* begin Material provided *
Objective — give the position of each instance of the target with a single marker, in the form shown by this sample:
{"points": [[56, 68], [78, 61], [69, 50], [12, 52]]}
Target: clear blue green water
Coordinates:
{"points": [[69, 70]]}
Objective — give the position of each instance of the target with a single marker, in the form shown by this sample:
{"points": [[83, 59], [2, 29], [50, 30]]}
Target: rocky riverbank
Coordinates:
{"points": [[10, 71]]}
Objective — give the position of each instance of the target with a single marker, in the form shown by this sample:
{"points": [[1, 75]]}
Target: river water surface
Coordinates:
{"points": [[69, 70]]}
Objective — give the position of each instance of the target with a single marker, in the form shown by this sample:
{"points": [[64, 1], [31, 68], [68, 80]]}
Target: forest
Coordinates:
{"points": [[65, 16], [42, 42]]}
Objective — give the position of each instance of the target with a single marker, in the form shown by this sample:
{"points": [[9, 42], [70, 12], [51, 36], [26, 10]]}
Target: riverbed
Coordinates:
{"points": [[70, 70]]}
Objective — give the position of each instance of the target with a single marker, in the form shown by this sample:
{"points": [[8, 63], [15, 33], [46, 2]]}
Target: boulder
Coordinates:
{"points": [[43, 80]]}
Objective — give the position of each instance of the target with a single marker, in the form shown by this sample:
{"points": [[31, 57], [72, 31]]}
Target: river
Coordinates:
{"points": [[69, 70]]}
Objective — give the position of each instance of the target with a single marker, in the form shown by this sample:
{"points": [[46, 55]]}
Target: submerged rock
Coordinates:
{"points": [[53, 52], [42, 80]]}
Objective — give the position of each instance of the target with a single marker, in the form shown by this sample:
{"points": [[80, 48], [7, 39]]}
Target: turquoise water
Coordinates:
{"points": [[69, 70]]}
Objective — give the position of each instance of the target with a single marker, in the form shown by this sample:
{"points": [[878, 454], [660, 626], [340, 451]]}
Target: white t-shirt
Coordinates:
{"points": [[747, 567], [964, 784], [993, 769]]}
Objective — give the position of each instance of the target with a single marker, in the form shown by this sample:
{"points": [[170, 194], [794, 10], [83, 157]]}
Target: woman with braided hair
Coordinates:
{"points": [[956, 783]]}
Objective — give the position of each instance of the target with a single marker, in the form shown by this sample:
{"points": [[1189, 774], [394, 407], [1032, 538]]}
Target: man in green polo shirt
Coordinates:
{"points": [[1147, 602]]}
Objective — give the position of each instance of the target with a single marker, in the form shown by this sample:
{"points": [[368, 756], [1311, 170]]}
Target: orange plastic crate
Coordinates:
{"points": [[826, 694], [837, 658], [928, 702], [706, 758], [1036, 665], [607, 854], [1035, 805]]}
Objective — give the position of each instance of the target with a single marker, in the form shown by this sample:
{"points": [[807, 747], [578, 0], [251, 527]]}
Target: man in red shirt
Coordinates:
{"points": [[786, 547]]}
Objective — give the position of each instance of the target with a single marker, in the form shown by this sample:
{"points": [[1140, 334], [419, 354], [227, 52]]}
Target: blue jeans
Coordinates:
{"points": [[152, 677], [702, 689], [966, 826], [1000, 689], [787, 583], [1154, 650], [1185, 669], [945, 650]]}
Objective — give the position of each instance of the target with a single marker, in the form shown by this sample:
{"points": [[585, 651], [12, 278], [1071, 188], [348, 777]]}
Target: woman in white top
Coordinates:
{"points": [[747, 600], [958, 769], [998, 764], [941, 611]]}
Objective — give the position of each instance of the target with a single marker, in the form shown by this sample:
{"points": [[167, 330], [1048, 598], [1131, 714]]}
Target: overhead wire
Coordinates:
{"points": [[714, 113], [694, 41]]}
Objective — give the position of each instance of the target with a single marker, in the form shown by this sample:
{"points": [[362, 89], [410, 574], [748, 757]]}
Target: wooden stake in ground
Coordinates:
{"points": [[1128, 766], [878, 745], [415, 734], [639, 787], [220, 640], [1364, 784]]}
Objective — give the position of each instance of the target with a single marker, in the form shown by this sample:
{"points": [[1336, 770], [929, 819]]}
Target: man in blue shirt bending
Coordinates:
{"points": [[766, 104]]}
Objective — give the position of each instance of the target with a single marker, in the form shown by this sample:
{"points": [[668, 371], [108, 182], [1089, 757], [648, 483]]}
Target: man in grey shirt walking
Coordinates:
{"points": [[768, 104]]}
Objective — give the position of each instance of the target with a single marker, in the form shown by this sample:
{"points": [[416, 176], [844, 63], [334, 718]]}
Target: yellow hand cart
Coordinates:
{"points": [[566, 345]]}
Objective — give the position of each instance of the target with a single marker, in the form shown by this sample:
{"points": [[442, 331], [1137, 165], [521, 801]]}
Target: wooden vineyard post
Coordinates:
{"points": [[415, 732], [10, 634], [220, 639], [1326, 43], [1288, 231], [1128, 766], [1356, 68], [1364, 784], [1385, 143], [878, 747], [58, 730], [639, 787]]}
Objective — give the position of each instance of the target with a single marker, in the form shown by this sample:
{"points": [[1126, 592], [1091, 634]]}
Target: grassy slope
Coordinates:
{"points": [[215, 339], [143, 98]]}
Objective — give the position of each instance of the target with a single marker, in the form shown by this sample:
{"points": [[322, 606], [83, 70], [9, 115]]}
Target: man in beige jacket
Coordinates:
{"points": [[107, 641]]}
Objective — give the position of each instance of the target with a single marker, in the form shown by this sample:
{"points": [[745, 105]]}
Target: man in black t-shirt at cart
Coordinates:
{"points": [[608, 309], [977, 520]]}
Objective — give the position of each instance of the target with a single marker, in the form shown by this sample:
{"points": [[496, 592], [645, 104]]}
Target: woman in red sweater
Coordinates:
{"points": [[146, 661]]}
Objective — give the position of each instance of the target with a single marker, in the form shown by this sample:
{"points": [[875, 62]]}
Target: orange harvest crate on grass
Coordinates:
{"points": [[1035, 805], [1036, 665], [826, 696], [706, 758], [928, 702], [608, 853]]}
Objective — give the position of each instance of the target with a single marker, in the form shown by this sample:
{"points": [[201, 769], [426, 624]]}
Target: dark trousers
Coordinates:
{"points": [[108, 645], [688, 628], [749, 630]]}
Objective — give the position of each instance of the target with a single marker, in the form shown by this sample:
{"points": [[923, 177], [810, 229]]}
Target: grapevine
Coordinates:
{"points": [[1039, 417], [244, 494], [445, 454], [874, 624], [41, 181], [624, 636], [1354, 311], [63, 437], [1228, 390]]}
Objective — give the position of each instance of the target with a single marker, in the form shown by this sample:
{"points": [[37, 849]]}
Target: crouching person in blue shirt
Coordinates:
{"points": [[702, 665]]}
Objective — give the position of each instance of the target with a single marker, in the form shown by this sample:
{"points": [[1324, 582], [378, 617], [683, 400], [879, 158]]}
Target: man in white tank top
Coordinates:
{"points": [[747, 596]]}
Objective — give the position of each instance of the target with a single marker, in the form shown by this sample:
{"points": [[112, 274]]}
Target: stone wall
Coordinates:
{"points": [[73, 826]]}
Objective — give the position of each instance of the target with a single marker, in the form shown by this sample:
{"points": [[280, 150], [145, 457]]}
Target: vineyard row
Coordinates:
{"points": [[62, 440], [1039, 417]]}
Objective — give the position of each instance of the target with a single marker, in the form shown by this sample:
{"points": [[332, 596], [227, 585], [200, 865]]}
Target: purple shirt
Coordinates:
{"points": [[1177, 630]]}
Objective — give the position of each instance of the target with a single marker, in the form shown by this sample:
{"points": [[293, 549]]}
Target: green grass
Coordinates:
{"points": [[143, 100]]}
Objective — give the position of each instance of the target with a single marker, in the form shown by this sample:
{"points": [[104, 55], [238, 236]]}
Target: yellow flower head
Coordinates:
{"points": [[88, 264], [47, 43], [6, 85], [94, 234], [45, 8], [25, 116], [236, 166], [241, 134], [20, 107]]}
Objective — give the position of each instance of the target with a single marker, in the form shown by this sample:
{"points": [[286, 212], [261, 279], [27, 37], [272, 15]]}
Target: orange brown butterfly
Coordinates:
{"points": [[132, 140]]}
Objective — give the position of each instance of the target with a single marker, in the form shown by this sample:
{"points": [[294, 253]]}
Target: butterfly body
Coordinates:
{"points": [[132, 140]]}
* end Material provided *
Aim – Locate every line in the entries above that contains the word "butterfly" and copy each one. Case counts.

Output for this task –
Target: orange brown butterfly
Target: butterfly body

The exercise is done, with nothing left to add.